* Written instruction: Using the entries below, return word for word the lines from the one containing "written like (655,238)." up to and including the last.
[Material for the task start]
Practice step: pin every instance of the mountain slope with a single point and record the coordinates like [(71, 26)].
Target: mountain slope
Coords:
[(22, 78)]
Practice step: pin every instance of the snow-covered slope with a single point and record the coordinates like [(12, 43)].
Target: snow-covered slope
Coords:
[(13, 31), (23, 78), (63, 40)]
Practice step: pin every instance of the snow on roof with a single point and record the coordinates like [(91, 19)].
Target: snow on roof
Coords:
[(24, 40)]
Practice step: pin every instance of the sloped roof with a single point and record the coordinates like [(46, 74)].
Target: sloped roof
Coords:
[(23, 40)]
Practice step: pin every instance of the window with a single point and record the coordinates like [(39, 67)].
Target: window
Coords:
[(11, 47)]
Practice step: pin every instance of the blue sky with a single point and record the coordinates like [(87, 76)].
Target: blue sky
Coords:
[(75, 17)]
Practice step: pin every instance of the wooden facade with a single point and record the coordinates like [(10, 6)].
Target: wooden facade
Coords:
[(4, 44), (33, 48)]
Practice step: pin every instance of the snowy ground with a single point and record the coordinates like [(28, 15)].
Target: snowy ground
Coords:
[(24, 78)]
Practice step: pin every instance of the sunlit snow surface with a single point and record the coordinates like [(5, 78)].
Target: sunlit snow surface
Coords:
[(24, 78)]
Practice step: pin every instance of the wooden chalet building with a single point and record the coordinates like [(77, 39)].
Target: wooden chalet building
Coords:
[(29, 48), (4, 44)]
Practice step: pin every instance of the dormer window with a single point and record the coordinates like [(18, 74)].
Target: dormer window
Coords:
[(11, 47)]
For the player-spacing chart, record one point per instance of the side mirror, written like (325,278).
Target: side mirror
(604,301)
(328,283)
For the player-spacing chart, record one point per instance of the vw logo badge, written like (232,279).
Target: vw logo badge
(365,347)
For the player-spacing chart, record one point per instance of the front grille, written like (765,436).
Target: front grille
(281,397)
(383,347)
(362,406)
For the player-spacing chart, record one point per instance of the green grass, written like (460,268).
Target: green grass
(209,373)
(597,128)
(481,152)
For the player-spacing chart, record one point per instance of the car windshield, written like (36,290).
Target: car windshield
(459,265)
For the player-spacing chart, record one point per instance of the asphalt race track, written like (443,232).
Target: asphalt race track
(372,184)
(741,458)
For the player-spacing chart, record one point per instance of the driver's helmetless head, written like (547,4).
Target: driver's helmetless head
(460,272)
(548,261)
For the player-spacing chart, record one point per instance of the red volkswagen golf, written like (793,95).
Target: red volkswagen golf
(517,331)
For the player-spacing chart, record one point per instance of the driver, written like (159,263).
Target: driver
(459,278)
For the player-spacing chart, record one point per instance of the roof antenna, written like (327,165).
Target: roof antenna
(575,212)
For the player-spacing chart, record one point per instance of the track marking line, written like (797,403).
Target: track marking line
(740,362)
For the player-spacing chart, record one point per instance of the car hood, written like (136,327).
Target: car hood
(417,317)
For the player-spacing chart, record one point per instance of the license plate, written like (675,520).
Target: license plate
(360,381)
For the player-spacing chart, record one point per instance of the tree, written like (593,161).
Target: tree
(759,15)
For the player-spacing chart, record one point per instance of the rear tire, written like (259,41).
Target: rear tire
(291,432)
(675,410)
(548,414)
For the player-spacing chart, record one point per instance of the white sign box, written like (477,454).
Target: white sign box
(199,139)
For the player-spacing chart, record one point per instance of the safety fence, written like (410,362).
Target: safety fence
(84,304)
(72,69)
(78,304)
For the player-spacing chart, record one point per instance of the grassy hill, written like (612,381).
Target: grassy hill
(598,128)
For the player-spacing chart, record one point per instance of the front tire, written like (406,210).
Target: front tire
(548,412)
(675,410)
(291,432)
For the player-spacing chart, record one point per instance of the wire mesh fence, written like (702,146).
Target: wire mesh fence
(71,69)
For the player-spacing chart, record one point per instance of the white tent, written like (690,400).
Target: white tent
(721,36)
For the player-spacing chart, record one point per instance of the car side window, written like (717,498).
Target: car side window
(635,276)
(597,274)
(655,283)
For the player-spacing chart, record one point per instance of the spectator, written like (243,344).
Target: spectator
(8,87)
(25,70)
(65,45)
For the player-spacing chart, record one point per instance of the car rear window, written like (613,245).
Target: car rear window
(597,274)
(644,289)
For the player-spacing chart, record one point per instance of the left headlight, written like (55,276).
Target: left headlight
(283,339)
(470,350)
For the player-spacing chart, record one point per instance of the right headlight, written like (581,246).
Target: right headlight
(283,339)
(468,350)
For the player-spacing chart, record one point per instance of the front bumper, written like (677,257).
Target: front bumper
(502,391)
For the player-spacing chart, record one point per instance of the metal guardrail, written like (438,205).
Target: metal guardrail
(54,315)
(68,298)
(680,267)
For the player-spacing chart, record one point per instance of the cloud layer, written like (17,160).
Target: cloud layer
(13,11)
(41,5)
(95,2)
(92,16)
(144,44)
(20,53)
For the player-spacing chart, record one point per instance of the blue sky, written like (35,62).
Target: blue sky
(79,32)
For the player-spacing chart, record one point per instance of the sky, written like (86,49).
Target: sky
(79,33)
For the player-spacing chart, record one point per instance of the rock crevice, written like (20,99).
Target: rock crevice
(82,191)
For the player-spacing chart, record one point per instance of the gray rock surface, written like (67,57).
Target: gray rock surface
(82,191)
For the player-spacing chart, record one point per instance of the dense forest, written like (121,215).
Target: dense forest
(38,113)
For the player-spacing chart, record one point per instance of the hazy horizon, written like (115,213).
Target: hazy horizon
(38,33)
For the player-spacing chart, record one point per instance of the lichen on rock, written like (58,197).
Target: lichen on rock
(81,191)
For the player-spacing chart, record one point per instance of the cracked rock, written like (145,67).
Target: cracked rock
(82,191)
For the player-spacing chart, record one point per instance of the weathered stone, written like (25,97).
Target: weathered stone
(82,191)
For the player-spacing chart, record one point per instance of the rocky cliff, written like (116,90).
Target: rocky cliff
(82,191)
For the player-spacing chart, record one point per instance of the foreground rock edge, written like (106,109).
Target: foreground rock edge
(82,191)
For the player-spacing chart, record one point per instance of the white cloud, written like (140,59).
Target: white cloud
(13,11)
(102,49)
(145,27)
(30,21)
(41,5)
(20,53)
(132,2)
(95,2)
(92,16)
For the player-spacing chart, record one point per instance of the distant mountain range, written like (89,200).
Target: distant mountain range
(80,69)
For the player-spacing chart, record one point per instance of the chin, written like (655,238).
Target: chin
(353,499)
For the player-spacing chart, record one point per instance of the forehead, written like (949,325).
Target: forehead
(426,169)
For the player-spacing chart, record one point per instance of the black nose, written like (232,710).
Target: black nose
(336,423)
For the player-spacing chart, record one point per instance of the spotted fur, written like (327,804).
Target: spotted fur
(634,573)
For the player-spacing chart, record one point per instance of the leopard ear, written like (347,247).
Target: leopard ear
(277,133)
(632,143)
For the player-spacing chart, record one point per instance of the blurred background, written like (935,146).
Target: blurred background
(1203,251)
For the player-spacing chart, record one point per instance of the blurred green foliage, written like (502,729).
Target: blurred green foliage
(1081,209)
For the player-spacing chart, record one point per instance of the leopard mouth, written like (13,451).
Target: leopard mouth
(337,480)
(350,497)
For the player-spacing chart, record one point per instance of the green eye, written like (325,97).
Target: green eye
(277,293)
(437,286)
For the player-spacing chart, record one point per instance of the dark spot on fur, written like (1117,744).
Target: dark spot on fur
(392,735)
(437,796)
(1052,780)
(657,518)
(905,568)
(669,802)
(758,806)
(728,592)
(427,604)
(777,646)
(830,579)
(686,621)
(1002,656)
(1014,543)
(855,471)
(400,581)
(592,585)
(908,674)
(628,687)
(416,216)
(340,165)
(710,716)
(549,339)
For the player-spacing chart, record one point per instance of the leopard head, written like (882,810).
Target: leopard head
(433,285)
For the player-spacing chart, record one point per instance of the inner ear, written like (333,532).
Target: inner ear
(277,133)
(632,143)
[Material for the task end]
* Response to this task:
For the player-spacing chart, record one point per instance of the chin, written like (655,238).
Target: chin
(353,499)
For the player-spacing chart, record one point per instance of the forehead, written like (949,325).
Target: forehead
(426,169)
For the player-spacing chart, record one point per instance of the black nose, written like (232,710).
Target: black nose
(336,423)
For the player-spacing chart, record one point per instance of the spotted fur, written like (327,804).
Target: spotted fur
(634,573)
For the player-spacing chart, record one point per instance of the leopard ear, written like (347,247).
Target: leopard ear
(277,133)
(632,143)
For the player-spacing chart, record one point per instance of the blurred background, written like (935,146).
Target: blurred background
(1203,251)
For the player-spacing chart, record one point per instance of the blurred green foliage, written like (502,729).
Target: blurred green foliage
(1081,209)
For the player-spacing chart, record one point per instance of the leopard mouth, written like (13,451).
Target: leopard mouth
(337,480)
(350,497)
For the player-spacing chart, record one point per instance of the green eye, written like (325,97).
Target: green eye
(277,293)
(437,286)
For the player-spacing chart, record one point per instance of the dark spot on fur, written like (1117,744).
Target: dark spot on fur
(392,735)
(437,796)
(1052,780)
(657,518)
(905,568)
(669,802)
(758,806)
(728,592)
(427,604)
(777,646)
(830,579)
(686,621)
(1002,656)
(1014,543)
(855,471)
(400,581)
(592,585)
(908,674)
(628,687)
(416,216)
(340,165)
(710,716)
(549,339)
For the player-spacing chart, record one point per instance of the leopard head, written like (882,810).
Target: leopard head
(433,285)
For the player-spacing chart, record one point per instance of the inner ear, written like (333,532).
Target: inner ear
(277,133)
(632,143)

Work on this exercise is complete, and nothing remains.